Supplied passage:
══════════════════════════════
Re: [PATCH v5 1/1] x86: kvm: svm: set up ERAPS support for guests

Tom Lendacky <thomas.lendacky@xxxxxxx> · Mon, 19 May 2025 16:22:51 -0500

On 5/15/25 10:26, Amit Shah wrote:
> From: Amit Shah <amit.shah@xxxxxxx>
> 
> AMD CPUs with the Enhanced Return Address Predictor (ERAPS) feature
> Zen5+) obviate the need for FILL_RETURN_BUFFER sequences right after
> VMEXITs.  The feature adds guest/host tags to entries in the RSB (a.k.a.
> RAP).  This helps with speculation protection across the VM boundary,
> and it also preserves host and guest entries in the RSB that can improve
> software performance (which would otherwise be flushed due to the
> FILL_RETURN_BUFFER sequences).  This feature also extends the size of
> the RSB from the older standard (of 32 entries) to a new default
> enumerated in CPUID leaf 0x80000021:EBX bits 23:16 -- which is 64
> entries in Zen5 CPUs.
> 
> In addition to flushing the RSB across VMEXIT boundaries, CPUs with
> this feature also flush the RSB when the CR3 is updated (i.e. whenever
> there's a context switch), to prevent one userspace process poisoning
> the RSB that may affect another process.  The relevance of this for KVM
> is explained below in caveat 2.
> 
> The hardware feature is always-on, and the host context uses the full
> default RSB size without any software changes necessary.  The presence
> of this feature allows software (both in host and guest contexts) to
> drop all RSB filling routines in favour of the hardware doing it.
> 
> For guests to observe and use this feature, the hypervisor needs to
> expose the CPUID bit, and also set a VMCB bit.  Without one or both of
> those, guests continue to use the older default RSB size and behaviour
> for backwards compatibility.  This means the hardware RSB size is
> limited to 32 entries for guests that do not have this feature exposed
> to them.
══════════════════════════════
Some records
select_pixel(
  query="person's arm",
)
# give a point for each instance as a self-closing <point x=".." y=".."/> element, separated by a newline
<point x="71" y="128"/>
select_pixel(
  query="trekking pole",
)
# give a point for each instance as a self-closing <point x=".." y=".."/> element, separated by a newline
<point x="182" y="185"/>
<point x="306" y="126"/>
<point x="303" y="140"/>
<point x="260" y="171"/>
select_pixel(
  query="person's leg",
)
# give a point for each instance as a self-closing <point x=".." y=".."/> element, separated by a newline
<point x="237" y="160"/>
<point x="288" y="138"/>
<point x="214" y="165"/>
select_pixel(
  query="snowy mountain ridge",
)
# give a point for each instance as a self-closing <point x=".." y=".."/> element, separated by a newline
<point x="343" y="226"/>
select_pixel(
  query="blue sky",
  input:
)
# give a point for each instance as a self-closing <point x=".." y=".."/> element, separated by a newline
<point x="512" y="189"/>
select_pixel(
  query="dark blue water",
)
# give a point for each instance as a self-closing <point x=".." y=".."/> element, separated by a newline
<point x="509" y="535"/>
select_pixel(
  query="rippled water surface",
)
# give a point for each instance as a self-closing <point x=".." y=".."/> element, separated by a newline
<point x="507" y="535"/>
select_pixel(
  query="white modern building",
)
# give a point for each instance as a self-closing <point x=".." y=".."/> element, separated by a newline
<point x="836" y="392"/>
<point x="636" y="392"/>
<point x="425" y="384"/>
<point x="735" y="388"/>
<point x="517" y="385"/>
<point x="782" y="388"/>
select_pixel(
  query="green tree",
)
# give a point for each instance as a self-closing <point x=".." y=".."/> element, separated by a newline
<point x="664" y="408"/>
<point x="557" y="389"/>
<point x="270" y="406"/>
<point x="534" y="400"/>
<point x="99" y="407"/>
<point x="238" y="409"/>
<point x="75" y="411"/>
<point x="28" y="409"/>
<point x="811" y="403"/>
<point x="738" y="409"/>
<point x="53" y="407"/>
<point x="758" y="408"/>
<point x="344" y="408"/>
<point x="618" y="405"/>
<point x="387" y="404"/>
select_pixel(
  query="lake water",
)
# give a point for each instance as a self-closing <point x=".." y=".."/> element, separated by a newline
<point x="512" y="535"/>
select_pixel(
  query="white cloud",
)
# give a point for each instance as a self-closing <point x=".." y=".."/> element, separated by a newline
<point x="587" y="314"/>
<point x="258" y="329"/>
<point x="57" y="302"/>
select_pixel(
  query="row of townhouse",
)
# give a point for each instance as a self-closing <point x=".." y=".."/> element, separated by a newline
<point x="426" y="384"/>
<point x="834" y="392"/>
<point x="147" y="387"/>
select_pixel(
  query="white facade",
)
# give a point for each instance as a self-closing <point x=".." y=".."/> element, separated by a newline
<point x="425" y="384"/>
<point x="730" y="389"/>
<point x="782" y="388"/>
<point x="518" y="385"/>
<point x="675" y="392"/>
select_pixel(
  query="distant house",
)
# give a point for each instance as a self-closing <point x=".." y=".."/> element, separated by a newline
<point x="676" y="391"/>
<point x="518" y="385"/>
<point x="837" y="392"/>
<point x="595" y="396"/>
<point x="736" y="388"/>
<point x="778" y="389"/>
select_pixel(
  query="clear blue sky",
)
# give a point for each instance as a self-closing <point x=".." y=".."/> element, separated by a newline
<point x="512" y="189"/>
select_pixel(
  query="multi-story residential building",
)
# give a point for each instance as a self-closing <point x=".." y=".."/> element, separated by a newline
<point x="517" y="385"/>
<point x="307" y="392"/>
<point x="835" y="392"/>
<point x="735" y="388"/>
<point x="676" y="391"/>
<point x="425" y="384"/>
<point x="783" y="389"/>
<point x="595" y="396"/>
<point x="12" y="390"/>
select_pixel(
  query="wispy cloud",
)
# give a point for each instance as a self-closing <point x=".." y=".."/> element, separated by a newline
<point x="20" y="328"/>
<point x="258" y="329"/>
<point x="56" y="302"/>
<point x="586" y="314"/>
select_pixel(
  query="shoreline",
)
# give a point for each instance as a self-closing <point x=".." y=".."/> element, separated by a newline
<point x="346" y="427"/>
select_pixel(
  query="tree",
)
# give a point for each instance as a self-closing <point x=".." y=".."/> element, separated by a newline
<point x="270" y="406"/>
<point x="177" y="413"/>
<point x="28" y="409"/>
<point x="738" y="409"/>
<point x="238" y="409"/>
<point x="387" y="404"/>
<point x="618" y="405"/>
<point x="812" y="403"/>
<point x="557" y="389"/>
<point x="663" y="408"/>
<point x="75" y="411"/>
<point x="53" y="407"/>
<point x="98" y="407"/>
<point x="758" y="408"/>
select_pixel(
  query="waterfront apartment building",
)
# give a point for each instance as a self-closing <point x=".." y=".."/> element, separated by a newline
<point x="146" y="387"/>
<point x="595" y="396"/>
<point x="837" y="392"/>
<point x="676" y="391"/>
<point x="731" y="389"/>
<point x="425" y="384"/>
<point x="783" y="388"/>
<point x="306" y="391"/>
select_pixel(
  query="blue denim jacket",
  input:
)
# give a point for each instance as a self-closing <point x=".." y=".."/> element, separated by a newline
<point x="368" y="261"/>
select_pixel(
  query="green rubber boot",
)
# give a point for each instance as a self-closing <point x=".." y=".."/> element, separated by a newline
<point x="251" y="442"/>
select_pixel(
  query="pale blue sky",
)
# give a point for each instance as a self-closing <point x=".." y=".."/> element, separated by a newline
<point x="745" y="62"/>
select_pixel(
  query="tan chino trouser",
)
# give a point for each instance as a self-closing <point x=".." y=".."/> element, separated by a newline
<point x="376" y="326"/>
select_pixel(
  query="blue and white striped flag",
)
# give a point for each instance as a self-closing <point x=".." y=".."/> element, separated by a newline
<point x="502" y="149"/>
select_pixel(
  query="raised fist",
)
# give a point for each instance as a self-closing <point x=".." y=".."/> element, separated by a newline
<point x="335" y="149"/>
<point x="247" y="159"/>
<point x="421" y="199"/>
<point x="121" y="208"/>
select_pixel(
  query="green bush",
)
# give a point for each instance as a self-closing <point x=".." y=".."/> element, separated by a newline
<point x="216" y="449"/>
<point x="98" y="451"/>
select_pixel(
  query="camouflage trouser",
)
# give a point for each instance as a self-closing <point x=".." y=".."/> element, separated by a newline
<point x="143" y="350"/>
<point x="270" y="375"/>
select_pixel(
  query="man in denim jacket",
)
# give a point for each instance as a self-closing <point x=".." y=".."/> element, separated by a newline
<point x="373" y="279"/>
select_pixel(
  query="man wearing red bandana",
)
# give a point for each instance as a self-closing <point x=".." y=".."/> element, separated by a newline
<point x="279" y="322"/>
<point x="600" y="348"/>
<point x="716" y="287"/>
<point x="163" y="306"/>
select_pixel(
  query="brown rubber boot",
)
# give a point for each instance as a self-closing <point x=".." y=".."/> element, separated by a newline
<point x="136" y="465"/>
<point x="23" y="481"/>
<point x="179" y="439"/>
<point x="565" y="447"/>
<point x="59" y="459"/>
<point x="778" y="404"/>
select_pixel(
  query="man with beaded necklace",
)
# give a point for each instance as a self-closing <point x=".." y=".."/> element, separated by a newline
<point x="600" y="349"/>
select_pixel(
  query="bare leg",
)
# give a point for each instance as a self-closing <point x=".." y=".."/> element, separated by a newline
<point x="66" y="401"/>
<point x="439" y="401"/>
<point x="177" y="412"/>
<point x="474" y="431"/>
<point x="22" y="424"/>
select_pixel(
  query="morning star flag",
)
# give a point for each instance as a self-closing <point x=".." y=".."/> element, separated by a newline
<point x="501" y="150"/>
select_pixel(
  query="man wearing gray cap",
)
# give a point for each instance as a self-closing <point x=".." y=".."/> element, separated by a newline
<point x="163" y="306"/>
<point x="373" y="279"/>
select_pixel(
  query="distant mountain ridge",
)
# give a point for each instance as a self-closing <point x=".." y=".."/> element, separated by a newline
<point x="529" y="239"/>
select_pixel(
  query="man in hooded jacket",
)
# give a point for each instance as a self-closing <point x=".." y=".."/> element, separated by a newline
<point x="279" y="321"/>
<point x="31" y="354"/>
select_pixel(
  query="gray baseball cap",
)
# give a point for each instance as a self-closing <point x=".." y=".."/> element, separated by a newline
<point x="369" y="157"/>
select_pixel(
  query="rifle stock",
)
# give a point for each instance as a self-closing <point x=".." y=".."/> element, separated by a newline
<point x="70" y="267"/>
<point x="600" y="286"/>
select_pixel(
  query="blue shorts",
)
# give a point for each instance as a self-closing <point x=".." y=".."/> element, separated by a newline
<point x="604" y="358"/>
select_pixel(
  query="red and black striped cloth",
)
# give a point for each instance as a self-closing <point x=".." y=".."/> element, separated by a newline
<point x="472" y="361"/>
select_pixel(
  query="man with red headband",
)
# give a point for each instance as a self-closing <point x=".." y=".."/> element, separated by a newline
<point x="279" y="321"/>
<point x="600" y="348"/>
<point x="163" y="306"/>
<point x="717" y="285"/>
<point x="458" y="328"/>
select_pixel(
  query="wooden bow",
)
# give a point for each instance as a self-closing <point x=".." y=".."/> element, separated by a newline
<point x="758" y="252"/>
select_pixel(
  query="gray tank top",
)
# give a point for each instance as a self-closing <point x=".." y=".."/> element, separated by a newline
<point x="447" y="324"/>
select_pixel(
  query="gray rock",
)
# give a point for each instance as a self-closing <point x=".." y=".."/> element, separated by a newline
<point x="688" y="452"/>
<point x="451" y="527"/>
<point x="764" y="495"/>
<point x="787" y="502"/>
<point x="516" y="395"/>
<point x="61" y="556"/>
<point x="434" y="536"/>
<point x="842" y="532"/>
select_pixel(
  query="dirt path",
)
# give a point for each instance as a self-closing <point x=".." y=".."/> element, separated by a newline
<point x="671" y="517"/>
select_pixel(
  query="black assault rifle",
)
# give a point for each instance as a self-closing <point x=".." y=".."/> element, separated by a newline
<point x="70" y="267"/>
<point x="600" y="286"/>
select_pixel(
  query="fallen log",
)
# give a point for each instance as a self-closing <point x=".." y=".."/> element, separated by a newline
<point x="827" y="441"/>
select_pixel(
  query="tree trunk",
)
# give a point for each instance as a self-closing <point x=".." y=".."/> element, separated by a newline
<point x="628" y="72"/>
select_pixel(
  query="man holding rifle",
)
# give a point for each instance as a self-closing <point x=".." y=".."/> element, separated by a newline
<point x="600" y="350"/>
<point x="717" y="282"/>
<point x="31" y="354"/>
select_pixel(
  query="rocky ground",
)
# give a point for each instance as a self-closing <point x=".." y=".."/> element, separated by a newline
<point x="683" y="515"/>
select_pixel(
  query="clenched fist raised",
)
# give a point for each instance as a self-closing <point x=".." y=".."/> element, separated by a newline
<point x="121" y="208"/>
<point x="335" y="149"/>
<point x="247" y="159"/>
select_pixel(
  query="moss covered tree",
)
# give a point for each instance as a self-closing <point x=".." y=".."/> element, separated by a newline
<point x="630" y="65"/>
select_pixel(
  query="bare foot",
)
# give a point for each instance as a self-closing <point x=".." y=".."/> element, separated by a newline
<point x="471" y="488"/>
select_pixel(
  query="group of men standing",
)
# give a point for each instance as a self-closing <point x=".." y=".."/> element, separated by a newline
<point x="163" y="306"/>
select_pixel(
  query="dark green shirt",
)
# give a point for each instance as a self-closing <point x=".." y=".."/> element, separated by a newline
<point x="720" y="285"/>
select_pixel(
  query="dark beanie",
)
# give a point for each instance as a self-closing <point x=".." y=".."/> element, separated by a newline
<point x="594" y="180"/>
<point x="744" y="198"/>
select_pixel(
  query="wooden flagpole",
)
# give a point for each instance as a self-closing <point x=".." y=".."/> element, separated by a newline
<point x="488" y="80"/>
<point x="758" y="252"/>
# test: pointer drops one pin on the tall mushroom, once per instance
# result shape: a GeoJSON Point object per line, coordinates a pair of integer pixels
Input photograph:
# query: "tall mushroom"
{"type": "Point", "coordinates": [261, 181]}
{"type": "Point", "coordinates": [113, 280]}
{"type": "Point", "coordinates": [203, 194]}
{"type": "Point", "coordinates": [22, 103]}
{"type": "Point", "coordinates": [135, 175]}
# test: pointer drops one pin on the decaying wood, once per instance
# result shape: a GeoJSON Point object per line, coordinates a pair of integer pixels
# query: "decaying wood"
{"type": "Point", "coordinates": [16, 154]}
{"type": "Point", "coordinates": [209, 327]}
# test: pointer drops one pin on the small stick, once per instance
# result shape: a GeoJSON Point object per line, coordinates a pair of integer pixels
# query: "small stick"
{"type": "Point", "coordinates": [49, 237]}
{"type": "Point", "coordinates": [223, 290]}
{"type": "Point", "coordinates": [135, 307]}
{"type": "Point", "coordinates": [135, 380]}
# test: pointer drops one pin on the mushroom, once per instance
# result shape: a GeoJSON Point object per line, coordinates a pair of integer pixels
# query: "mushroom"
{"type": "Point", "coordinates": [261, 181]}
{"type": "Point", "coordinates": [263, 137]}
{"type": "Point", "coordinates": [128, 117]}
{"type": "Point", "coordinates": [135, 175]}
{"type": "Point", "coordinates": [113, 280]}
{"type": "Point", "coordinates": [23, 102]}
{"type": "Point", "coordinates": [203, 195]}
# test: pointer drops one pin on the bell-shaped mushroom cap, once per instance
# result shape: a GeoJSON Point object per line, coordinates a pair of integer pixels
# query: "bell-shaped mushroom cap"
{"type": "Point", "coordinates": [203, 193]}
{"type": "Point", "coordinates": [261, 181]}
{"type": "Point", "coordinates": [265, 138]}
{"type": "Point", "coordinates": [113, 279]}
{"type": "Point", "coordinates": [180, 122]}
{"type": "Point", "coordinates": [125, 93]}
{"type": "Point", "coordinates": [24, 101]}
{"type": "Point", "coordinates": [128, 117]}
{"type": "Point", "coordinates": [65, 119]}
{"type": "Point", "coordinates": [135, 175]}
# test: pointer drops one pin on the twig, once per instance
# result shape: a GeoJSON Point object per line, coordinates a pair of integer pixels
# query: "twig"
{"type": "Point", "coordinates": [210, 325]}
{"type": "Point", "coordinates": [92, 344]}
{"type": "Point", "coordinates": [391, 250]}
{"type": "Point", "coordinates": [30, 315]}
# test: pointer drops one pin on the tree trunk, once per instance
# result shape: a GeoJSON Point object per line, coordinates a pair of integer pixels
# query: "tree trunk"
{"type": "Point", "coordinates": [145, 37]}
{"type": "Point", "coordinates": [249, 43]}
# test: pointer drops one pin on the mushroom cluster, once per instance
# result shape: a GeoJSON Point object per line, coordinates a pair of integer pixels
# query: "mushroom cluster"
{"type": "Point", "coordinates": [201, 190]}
══════════════════════════════
Exercise set:
1) According to the ERAPS patch message, how many RSB entries do Zen5 CPUs have?
2) Copy the ERAPS patch message word for word, from "On 5/15/25 10:26, Amit" up to and including "in Zen5 CPUs.".

Solutions by task:
1) 64 entries.

2)
On 5/15/25 10:26, Amit Shah wrote:
> From: Amit Shah <amit.shah@xxxxxxx>
> 
> AMD CPUs with the Enhanced Return Address Predictor (ERAPS) feature
> Zen5+) obviate the need for FILL_RETURN_BUFFER sequences right after
> VMEXITs.  The feature adds guest/host tags to entries in the RSB (a.k.a.
> RAP).  This helps with speculation protection across the VM boundary,
> and it also preserves host and guest entries in the RSB that can improve
> software performance (which would otherwise be flushed due to the
> FILL_RETURN_BUFFER sequences).  This feature also extends the size of
> the RSB from the older standard (of 32 entries) to a new default
> enumerated in CPUID leaf 0x80000021:EBX bits 23:16 -- which is 64
> entries in Zen5 CPUs.